TRY IT -> Starting from the line that holds "Query: zebra crossing", print every line through the end of the records, first and last included.

[Records excerpted from a collection]
-- Opening Marker --
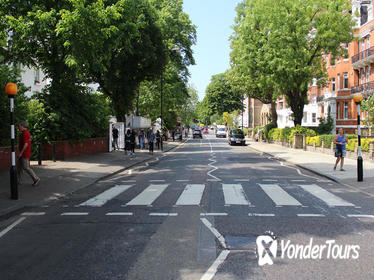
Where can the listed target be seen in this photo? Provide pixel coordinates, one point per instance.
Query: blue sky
(213, 19)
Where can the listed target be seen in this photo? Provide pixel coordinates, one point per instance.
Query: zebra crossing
(233, 195)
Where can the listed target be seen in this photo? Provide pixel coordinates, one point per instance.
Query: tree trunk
(274, 115)
(296, 100)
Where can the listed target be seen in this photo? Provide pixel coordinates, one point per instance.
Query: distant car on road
(221, 131)
(236, 136)
(197, 134)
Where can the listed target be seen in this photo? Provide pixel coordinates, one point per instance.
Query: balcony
(364, 88)
(363, 58)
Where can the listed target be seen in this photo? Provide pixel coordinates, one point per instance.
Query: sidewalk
(63, 177)
(321, 164)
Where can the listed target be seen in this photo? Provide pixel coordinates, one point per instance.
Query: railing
(363, 87)
(364, 54)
-- Closing Marker --
EXERCISE RESULT ->
Query: zebra crossing
(233, 195)
Where can the listed target be seen in this photo? Provide pixel coordinates, one point per instance.
Query: tree trunk
(274, 115)
(296, 100)
Where can the listed target be seen in this photo? Provide pixel coordinates, one point per instance.
Query: distant car on road
(221, 131)
(236, 136)
(197, 134)
Where can the listed target be seen in this photo? Provide pixel coordinates, one point per instance.
Query: balcony
(364, 88)
(363, 58)
Where can the listed target be seen in this photo? Provide pixel coordinates, one point per instance.
Query: sidewalk
(63, 177)
(321, 164)
Where can the listed target be seen in this photo? Provide pixel coordinates, one point per instance.
Query: railing
(363, 87)
(364, 54)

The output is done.